>> BEGIN Page extract
Writing from the USA, Dodge is certainly carrying the V8 torch, both naturally aspirated, and forced induction. I don't know if any product is being sold in the UK, but the Challenger/Charger models, along with the Chrysler-branded "300" sedan are offered here with a variety of V8's ranging from the 5.7L up to 6.4L, and including HP ranges up to 700!
I know some of the LX-platform products were sold in Europe.
BTW, in the USA, Ford has decided they will no longer sell any sedans or "car"-type hatchbacks, with only the Mustang carrying on. Only Ford-branded SUVs and trucks for us apparently...
>> END Page extract
>> BEGIN Dataset excerpts
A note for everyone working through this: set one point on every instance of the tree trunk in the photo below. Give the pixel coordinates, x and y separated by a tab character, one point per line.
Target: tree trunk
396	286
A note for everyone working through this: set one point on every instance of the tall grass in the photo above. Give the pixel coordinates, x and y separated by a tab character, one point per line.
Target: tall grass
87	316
>> END Dataset excerpts
_Written task_. Write what comes next in the post about Dodge's V8 cars and Ford's lineup in the USA, picking up right after its final sentence.

_Answer to the exercise_.
Not very British
The V8 was a very nice thing and that's kinda at odds with life for the ordinary person in the UK either now or previously, "we" were lucky to have got an old Buick V8 from an american firm that no longer wanted it or found that aluminium was too esoteric a material for the times...it was never gonna be "built specifically for brits" if you get my drift.
V8s have always been a bit of
V8s have always been a bit of a novelty, thanks to high fuel prices. The US had the advantage of cheap fuel, something that could only do 10mpg was no big deal.
Even V6s are becoming a rare treat unfortunately, large cars like Octavias and Mondeos have 1 litre engines as options.